[Work to complete]:
Could you reproduce the records below word for word, starting at the line that contains "For the photograph shown, identify where the sleeve" and ending at the line that contains "[481,311,503,334]", including both of those lines and nothing else?

[Material for this task]:
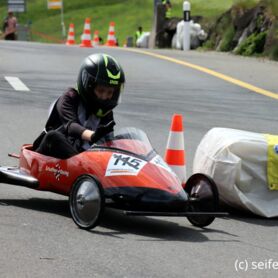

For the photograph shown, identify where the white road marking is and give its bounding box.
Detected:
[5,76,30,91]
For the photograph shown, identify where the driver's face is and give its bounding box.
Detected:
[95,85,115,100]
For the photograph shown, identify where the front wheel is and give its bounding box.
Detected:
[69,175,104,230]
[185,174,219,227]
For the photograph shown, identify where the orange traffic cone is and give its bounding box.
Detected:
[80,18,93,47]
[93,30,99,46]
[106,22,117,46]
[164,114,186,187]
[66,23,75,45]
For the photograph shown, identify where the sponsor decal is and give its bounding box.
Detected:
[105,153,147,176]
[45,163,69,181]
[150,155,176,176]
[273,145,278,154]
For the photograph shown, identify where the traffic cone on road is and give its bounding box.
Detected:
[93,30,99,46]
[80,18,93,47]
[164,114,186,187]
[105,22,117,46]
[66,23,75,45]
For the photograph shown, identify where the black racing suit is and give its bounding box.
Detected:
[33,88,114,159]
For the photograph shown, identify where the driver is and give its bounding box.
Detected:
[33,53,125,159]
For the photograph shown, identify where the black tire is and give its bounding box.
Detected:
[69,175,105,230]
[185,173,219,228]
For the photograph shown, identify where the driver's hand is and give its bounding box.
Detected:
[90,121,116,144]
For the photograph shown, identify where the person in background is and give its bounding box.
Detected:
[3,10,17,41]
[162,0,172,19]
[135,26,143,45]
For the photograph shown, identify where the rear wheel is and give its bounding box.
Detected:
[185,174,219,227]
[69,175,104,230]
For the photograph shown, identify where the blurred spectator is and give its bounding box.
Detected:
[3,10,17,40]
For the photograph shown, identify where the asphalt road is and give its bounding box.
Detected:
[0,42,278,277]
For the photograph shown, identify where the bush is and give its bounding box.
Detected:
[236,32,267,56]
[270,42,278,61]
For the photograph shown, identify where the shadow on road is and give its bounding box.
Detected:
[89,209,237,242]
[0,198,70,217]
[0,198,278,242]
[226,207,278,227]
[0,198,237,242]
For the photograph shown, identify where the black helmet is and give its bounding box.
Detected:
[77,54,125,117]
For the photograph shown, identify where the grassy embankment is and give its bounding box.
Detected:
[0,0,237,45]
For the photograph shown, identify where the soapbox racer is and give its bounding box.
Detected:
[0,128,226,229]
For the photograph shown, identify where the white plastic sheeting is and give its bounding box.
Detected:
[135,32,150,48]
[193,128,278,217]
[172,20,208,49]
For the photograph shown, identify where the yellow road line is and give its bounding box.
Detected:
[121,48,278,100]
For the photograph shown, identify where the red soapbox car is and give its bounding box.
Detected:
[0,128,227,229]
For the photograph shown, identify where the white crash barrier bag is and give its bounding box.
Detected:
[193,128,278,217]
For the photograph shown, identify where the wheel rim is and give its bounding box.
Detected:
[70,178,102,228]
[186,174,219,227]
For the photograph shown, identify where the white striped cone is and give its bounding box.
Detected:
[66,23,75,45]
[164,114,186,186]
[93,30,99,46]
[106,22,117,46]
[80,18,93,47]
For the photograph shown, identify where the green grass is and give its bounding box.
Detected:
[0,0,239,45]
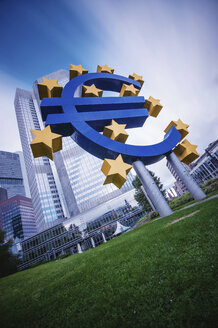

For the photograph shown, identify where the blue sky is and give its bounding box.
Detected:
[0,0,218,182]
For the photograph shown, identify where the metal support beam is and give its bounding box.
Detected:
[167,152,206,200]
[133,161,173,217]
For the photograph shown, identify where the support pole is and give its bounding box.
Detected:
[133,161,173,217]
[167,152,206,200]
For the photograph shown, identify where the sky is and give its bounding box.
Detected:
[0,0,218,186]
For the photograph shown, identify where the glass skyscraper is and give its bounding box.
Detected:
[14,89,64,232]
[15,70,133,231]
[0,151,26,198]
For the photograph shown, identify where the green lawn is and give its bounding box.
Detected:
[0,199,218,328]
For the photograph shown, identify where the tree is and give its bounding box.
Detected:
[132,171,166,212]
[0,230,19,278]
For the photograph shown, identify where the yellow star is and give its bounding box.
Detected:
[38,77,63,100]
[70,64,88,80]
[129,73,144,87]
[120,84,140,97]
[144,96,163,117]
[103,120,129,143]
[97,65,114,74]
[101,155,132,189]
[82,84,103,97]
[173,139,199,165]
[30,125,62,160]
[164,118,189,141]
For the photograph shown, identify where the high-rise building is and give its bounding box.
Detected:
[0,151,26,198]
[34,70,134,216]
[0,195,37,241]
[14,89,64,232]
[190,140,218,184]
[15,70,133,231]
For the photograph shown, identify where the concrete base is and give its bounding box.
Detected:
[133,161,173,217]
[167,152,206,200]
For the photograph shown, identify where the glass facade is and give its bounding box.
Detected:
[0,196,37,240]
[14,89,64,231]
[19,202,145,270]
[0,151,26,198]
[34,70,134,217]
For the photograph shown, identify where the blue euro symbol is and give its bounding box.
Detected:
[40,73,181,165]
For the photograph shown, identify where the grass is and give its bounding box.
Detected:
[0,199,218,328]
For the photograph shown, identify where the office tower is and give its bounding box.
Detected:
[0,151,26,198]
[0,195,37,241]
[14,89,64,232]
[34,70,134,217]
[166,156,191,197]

==

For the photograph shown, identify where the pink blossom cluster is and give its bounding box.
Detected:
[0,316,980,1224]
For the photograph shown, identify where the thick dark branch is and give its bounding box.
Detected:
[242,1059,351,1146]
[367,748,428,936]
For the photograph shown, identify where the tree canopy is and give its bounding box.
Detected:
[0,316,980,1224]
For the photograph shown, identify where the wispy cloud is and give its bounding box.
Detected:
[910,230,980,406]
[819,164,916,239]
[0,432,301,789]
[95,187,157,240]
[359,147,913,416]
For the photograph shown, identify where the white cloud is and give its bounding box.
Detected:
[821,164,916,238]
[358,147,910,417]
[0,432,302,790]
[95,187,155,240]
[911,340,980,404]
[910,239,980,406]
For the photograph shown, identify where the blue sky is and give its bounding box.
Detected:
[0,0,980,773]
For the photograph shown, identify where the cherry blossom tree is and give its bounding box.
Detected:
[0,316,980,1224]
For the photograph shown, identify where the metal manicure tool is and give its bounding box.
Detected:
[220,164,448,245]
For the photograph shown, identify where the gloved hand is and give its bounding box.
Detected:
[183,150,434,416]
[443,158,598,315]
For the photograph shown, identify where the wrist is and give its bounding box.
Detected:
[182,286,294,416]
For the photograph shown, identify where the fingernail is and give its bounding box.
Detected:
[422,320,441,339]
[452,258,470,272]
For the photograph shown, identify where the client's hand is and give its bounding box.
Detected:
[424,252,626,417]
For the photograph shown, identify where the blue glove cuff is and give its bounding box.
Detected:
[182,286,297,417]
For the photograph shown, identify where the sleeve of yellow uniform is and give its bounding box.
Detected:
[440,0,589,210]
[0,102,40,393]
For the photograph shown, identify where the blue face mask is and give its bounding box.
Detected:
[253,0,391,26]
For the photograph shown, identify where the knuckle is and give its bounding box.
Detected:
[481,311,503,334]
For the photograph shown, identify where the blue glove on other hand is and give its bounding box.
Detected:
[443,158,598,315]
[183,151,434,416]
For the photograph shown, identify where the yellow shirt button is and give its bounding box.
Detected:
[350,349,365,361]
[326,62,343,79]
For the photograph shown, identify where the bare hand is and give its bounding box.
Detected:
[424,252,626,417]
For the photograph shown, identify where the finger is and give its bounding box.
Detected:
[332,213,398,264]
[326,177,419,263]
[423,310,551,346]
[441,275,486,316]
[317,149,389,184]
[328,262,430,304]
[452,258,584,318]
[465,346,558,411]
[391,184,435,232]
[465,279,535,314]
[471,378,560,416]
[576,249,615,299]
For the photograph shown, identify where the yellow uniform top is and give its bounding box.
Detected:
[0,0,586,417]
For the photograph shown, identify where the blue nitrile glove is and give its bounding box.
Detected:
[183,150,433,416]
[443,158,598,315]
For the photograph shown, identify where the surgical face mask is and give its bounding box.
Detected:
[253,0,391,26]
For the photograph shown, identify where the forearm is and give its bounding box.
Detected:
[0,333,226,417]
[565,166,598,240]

* * *

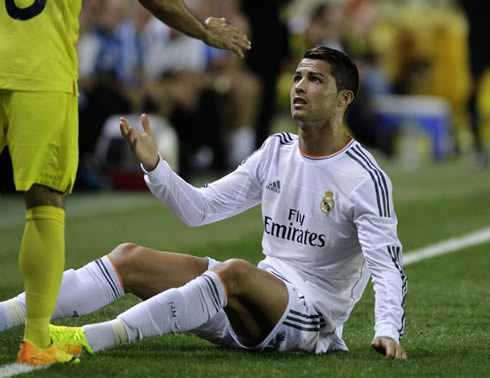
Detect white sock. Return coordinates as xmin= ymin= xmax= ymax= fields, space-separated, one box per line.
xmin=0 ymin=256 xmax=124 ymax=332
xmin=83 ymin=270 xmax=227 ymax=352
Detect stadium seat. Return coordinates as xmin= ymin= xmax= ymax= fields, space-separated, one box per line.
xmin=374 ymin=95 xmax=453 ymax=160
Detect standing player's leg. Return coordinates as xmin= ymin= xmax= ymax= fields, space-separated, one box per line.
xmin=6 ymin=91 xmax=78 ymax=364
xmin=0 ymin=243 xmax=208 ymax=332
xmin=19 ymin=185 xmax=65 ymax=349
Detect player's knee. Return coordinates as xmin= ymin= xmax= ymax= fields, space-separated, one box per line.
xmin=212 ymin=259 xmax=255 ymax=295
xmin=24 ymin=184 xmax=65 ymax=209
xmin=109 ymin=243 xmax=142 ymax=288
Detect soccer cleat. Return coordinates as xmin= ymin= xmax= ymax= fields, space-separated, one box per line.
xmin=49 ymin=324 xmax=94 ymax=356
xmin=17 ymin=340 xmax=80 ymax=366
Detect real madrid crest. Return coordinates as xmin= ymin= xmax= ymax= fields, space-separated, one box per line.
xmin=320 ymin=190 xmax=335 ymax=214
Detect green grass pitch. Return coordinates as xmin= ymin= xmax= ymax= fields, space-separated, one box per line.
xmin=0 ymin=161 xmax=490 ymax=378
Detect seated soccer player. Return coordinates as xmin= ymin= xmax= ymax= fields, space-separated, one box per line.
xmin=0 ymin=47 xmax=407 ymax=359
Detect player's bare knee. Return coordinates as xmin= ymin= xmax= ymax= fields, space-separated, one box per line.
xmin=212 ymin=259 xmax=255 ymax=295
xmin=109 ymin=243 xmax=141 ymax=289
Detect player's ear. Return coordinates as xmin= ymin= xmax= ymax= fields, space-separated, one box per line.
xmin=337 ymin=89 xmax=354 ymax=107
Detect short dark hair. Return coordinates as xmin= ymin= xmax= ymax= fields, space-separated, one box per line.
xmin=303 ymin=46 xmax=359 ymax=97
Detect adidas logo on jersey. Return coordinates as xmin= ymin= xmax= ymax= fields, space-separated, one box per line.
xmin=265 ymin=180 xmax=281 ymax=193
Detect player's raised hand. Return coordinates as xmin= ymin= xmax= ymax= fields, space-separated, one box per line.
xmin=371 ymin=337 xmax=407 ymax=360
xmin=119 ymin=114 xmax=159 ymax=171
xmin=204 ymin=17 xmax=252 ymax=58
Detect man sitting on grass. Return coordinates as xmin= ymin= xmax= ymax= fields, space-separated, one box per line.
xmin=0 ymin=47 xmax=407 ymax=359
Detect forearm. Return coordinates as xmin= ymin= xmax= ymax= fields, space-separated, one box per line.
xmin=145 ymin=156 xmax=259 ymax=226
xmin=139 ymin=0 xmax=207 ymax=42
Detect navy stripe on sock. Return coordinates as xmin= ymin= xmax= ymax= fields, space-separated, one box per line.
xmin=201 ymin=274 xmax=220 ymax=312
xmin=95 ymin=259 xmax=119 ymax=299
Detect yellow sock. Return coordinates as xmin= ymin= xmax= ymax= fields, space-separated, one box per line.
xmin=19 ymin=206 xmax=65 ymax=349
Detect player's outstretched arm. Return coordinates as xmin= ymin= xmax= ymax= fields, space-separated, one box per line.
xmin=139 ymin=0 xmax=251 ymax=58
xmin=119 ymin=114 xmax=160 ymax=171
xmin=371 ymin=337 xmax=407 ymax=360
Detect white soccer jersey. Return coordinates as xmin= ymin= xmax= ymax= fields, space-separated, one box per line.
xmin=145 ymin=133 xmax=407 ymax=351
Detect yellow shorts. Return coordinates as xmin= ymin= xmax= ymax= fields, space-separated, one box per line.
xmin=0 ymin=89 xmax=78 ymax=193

[Response below]:
For the photograph shown, identify where the sleeve of yellow uniform is and give its bounding box.
Detected:
[440,0,589,210]
[0,102,40,393]
For the photograph shown, identify where the blue face mask is and give its bounding box.
Detected:
[253,0,391,26]
For the photograph shown, identify where the knuckle is and give its bounding box.
Detected:
[481,311,503,334]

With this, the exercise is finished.